Modern Classic SLRs Series
Nikon F - Camera Controls Part I


This section covers:
Shutter Controls | Flash Sync Selector | Self Timer
Next section (Part II) covers: Depth of Field (DOF) Preview | Mirror Lock-Up
Lens Bayonet (Bajonet) Release | Prism Release;
Last section Part III covers: Film Advance Lever | Frame Counter and Film Load Reminder | Film Rewind Crank | Film Guide Rails and Pressure Plate | Serial Number and Film Plane Indication | Film Speed Reminder | Shutter Speed Dial | Shutter Release Button | Shutter Curtain | Camera Back | Tripod Socket

Shutter Controls

The shutter speed selector is on the top deck of the camera close to the prism. The shutter release is on the back edge of the top deck, between the advance lever and the shutter speed selector. Shutter speeds may be selected from B, T, and 1 - 1/1000 sec, with (electronic) flash sync at 1/60th of a second.

These are selected by lining up the desired setting with the black (or white, depending if you have a chrome or black body, respectively) dot on the left side of the speed selector (i.e. the prism side).

"B" stands for bulb and opens the shutter for as long as your finger depresses the shutter release (use it with a cable release on a tripod), while "T" stands for time and opens the shutter when your finger depresses the release and does not close it again until you wind on to the next frame.

● EXTRACTED DATA:

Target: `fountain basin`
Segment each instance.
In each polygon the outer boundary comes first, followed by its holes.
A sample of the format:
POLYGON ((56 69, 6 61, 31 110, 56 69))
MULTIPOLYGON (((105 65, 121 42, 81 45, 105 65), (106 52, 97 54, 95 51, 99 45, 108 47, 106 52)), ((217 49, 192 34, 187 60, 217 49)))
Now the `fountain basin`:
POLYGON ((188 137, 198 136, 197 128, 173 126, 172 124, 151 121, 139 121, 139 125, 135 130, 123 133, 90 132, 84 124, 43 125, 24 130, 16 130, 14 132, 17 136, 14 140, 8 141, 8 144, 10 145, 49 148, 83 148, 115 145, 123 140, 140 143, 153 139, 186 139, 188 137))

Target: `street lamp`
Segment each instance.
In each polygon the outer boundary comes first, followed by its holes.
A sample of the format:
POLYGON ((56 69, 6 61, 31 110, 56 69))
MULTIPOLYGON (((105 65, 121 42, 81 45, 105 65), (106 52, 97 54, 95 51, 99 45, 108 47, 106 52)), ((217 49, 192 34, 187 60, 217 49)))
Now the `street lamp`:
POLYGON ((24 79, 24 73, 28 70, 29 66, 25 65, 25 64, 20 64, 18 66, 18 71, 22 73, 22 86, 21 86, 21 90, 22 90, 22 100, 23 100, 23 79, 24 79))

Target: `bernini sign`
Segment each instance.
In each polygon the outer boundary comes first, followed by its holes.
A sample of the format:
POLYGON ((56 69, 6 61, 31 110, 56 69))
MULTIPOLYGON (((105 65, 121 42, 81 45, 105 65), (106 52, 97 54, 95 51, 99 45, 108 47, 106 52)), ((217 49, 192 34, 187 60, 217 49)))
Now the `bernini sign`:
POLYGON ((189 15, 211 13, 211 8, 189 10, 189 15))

● DIRECTION 1:
Answer these questions from the Nikon F camera controls text, marking each answer with the same letter:
(a) What shutter speed is given for electronic flash sync?
(b) On which side of the speed selector is the dot used for lining up a setting?
(c) What does "B" stand for?
● DIRECTION 2:
Carry the Nikon F camera controls text on from the point where it stops.
The rows come from a different source than the Nikon F camera controls text.

● WRITTEN RESPONSE 1:
(a) 1/60th of a second
(b) The left side, the prism side
(c) Bulb

● WRITTEN RESPONSE 2:
As a side note about electronic flash sync, it is useful to know that this is the fastest speed at which the shutter is completely open. Modern focal-plane shutters use two blinds which travel either horizontally (in the F, F2, and F3) or vertically (almost every other Nikon SLR, including the F4 and F5). At slow speeds, the first curtain has completely uncovered the film plane before the second curtain begins its travel. At the sync speed, the second curtain begins its travel the instant that the first curtain reaches the end of its travel. At faster speeds, the second curtain will begin to move before the first curtain reaches its end, but the curtains will be travelling at the same velocity that they do at the sync speed. The effect is to create a slit of variable width (depending on the speed) travelling at a constant speed across the film plane -- the narrower the slit, the less the effective exposure time (and thus the faster the shutter speed). At least one famous early photograph was made with a vertically-traveling focal plane shutter, that one that implies a racing car's speed by showing the wheels as distorted, forward-bending ovals. Because the shutter was moving vertically as a slit across the film plane, the wheels were exposed at different positions relative to the camera, thus "stretching" them to create a timeless illusion of extreme velocity. Modern focal-plane shutters are now probably too fast to create the same dramatic distortion, at least at the speeds now regularly turned in on the F1 circuit (there probably still is some distortion, but it is so slight as to be undetectable).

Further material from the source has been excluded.